- _What is expected_
An exact transcription of all the records, free of pictures, is the expected answer.

- _Referring expression data_
# # # # #
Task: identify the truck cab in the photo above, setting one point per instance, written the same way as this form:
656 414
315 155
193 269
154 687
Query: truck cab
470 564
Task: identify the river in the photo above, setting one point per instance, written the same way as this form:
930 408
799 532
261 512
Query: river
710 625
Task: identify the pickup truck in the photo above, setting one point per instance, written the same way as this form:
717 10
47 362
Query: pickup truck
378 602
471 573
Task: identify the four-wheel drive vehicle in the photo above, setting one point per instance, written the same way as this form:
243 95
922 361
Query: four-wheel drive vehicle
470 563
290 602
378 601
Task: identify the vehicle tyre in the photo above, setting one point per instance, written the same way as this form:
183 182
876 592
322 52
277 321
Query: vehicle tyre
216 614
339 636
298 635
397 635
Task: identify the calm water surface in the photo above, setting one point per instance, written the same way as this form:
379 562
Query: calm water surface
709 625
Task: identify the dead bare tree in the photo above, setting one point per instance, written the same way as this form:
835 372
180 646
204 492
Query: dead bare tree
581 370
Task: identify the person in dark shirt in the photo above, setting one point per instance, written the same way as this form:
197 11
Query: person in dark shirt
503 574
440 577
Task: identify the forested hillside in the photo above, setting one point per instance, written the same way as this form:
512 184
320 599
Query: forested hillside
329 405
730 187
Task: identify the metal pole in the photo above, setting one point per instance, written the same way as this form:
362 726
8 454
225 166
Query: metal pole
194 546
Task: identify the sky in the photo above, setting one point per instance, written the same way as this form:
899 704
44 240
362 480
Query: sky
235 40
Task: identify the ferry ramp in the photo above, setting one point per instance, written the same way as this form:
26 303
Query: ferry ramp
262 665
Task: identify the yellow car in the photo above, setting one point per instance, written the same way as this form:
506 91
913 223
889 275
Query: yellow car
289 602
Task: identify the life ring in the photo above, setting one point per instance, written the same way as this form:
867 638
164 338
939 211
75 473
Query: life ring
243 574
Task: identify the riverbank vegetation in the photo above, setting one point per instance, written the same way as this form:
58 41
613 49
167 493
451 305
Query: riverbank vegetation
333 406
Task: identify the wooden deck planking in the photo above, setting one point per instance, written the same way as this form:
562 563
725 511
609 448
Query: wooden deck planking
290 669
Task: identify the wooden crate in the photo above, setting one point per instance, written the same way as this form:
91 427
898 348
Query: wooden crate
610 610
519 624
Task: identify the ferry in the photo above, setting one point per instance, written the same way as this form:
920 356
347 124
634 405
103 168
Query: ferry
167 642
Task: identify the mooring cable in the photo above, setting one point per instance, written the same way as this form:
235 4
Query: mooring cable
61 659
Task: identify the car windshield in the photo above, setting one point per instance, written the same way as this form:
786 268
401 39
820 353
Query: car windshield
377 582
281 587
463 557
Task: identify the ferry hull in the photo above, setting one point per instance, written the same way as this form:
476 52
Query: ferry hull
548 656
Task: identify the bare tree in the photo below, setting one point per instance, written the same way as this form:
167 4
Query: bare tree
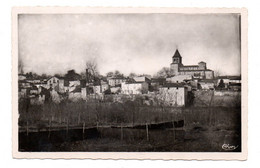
132 75
92 68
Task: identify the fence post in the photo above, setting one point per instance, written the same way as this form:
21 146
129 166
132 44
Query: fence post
147 132
121 132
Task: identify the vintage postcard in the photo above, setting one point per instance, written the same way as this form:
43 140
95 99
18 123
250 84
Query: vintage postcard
129 83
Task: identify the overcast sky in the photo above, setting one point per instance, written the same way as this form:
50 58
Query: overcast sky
139 43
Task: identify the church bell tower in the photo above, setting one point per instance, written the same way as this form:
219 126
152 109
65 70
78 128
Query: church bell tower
176 63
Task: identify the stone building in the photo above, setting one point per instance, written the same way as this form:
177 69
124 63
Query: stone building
199 71
173 94
134 88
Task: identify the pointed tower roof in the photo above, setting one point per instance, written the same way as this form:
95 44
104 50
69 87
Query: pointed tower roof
176 54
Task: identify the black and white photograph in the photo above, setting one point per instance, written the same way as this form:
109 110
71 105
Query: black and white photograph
143 82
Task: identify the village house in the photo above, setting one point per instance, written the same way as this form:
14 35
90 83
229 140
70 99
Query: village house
134 88
115 89
179 78
113 81
57 83
99 89
142 79
75 94
173 94
197 71
229 80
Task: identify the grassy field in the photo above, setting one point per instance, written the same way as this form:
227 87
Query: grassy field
205 129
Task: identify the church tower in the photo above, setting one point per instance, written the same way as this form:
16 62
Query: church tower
176 62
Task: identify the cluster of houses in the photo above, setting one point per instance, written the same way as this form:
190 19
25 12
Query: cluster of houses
# # # # #
- _Answer section_
Task: identify the truck cab in the photo above, setting one point per instance, written the same way as this form:
656 414
315 155
193 269
154 687
Query: truck cab
470 564
Task: identify the river in the photo above, setting one point per instance, written the same way as this form:
930 408
799 532
261 512
Query: river
710 625
Task: identify the pickup truck in the photo above, setting one point per instance, written the same way as this form:
717 10
47 362
Query: pickup truck
378 602
471 573
Task: identify the four-wheel drive vehicle in the photo above, setting one point per instance, written the same way as this form:
243 95
922 361
Query: four-wheel drive vehicle
470 563
290 602
378 601
Task: identify the vehicle tyre in the photo above, setting one point per instance, written the same way as this form:
183 182
876 592
322 52
277 321
Query: vehicle tyre
216 614
339 636
298 635
397 635
Task: identify the calm water surface in the photo above, setting one point per instance, written the same way as this form:
379 562
Query: calm water surface
709 625
Task: identify the dead bare tree in the photo above, setting one point per instance, written the same way as this form:
835 372
180 646
204 492
Query: dead bare tree
581 370
Task: identify the person in dark shirt in the photo above, setting one point per instance, written the same way as this form:
197 11
Query: person in dark shirt
503 574
440 577
Task: identify the forested hillside in the photo above, setting one point per instance, written the same way as this form:
512 184
320 599
Query: forested hillside
329 405
730 187
Task: identify the metal pole in the photo above, setting one point per instance, written the same way as this form:
362 726
8 454
225 166
Query: metal pole
194 546
Task: identify the sky in the photo above, setting one point per instance, written the same way as this form:
899 704
44 240
362 480
Query: sky
235 40
Task: identify the ferry ramp in the photo above, setting one point per instance, written the same way as this form:
26 303
Query: ferry ramp
262 665
Task: identify the yellow car in the photo above, setting one point per instance, written the same way as this form:
506 91
913 223
889 275
Query: yellow car
289 602
Task: identify the life ring in the photo above, setting one point per instance, written the same way as this form:
867 638
164 338
939 211
75 473
Query: life ring
243 574
Task: identify the riverbank vegetation in the photo above, setting one point per instance, written the same way as this form:
58 41
613 49
167 493
451 305
Query: riverbank vegetation
333 406
Task: identify the wooden deck planking in the photo above, setting one point per instance, written the same way as this form:
562 563
725 511
609 448
Query: wooden deck planking
290 669
Task: identify the wooden crate in the photo above, setting one point per instance, written the same way as this form:
91 427
898 348
Query: wooden crate
610 610
519 624
Task: identify the ferry in the photo above, setting one point per instance, written the same way as this form:
920 356
347 124
634 405
103 168
Query: ferry
167 642
Task: identify the mooring cable in the photo above, setting one point per instance, written the same way as this form:
235 4
Query: mooring cable
61 659
Task: identify the car windshield in the photo above, setting one point per instance, written the same way as this form:
786 268
401 39
820 353
Query: car windshield
377 582
281 587
463 557
Task: identify the ferry hull in the photo above, setting one point per instance, written the same way as this form:
476 52
Query: ferry hull
548 656
Task: identify the bare tree in the photo below, setting one point per instance, written the same way as this form:
167 4
Query: bare tree
132 75
92 68
Task: identify the fence post in the photo above, setting one point per instance, written the same way as this form:
21 146
129 166
132 44
Query: fence post
147 132
121 132
Task: identify the vintage postcard in the photo above, setting one point per instance, written the same way as this form:
43 140
95 99
18 123
250 84
Query: vintage postcard
129 83
Task: identify the overcast sky in the photo above, setting one point per instance, written the same way as this form:
50 58
Query: overcast sky
139 43
Task: identify the church bell tower in the photo above, setting one point per instance, written the same way as this form:
219 126
152 109
65 70
78 128
Query: church bell tower
176 63
Task: identify the stone building in the photo above, setting one point per instance, written the same way as this form:
177 69
124 63
Query: stone building
199 71
173 94
134 88
Task: identify the pointed tower roof in the photo above, setting one point per instance, written the same way as this form:
95 44
104 50
69 87
Query: pointed tower roof
176 54
Task: identify the black and white photograph in the photo above, setting one point per instance, written the same way as this form:
109 110
71 105
Query: black and white photograph
143 82
Task: identify the village house in the photo above, setting one point per instance, written the same way as this form:
14 35
90 83
229 140
70 99
Query: village house
134 88
115 89
179 78
113 81
57 83
99 89
142 79
75 94
173 94
197 71
229 80
Task: identify the grassy field in the photo above, setting one point per instance, written the same way as this form:
227 87
Query: grassy field
205 129
Task: identify the church tower in the photo above, setting one point per instance, written the same way as this form:
16 62
Query: church tower
176 62
Task: identify the cluster of houses in the photo above, setting one point per instance, written the same way as this form:
190 19
25 12
Query: cluster of houses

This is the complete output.